Saint-Saëns Samson et Dalila

Record and Artist Details

Composer or Director: Camille Saint-Saëns

Genre:

Opera

Label: EMI

Media Format: CD or Download

Media Runtime: 124

Mastering:

DDD

Catalogue Number: 754470-2

Tracks:

Composition Artist Credit
Samson et Dalila Camille Saint-Saëns, Composer
Alain Fondary, High Priest, Baritone
Camille Saint-Saëns, Composer
Christian Papis, Messenger, Tenor
Daniel Galvez Vallejo, First Philistine, Tenor
François Harismendy, Second Philistine, Bass
Jean-Philippe Courtis, Abimélech, Bass
Myung-Whun Chung, Conductor
Paris Opéra-Bastille Chorus
Paris Opéra-Bastille Orchestra
Plácido Domingo, Samson, Tenor
Samuel Ramey, Old Hebrew, Bass
Waltraud Meier, Dalila, Mezzo soprano
This is an auspicious beginning to what one hopes will be a series of recordings of French opera made with the forces of the Bastille under Chung. Without doubt this is the most subtly and expertly conducted performance of this work to appear on CD, excellent as others have been in this respect, and also the best played and sung. Chung's achievement is to have welded the elements of pagan ruthlessness, erotic stimulation and Wagnerian harmony that comprise Saint-Saens's masterpiece into a convincing whole. His success is based on the essentials of a firm sense of rhythm and timing allied to a realization of the sensuousness and delicacy of the scoring. Whether in the lamenting of the Hebrews, the forceful music written for the High Priest, the heroics of Samson, the sensual outpourings of Dalila, or the empty rejoicing of the Bacchanale, he and his orchestra strike to the heart of the matter—and that orchestra plays with Gallic finesse augmented by a dedicated discipline not always a feature of French playing. They obviously respect and admire their conductor. The choral singing, though too distantly recorded, is no less alert and refined, with a full range of dynamic contrast. Everything is as surely felt as in Sir Colin Davis's account (Philips), but it is dispensed with a surer sense of dramatic development.

DATA RECORDS -
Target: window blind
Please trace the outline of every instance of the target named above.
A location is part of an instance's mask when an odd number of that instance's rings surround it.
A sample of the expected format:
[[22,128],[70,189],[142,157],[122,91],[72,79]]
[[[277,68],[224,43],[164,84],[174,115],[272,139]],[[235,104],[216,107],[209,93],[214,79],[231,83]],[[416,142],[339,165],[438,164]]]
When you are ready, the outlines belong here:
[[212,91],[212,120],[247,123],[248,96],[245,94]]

TO DO -
1. Lay out everything in the entries from the very first line down to the line containing "[[22,128],[70,189],[142,157],[122,91],[72,79]]" as a JSON list of strings, one string per line, skipping blank lines.
2. Pick up the review of the Samson et Dalila recording and keep writing from its last sentence.

THE ANSWERS -
1.
[
  "Target: window blind",
  "Please trace the outline of every instance of the target named above.",
  "A location is part of an instance's mask when an odd number of that instance's rings surround it.",
  "A sample of the expected format:",
  "[[22,128],[70,189],[142,157],[122,91],[72,79]]"
]

2.
The cast couldn't be bettered today, certainly superior to Davis's. Meier's Dalila is French cousin to her Kundry, a fascinating portrayal of this equivocal anti-heroine, seductive, wheedling exerting her female wiles with the twin objects of sexual dominance and political command. All her sense of purpose comes out in her early greeting to the High Priest ''Salut a mon pere'', then she's meditative and expectant as Dalila ponders on her power at ''Se pourrait-il''. The set numbers are all sung with the vocal ease and long phrase of a singer at the zenith of her powers. Something of the voluptuous warmth found in Gorr's singing for Pretre (EMI, 12/63—nla) is all that is missing in a performance sung in virtually faultless French. She makes more of the text than Domingo who sings in his now familiar, all-purpose style, admirable in itself, somewhat missing the particular accents brought to this music by the great French tenors of the past. They exist no more and one must salute the sterling and often eloquent tones of Domingo, now more subtly used than they were for Barenboim back in 1978 (DG). I was occasionally conscious that Domingo sounds in a different acoustic from the other singers.
Fondary is superb as the High Priest, firm and rich in tone, commanding and vengeful in delivery: the most compelling interpreter of the part on disc, tout court. Ramey is luxury casting as the Old Hebrew, but as this is a part once sung by Pinza, Ramey probably felt he wasn't slumming it. After an unsteady start, he sings the small but important role with breadth and dignity. As Abimelech, Courtis makes much of little.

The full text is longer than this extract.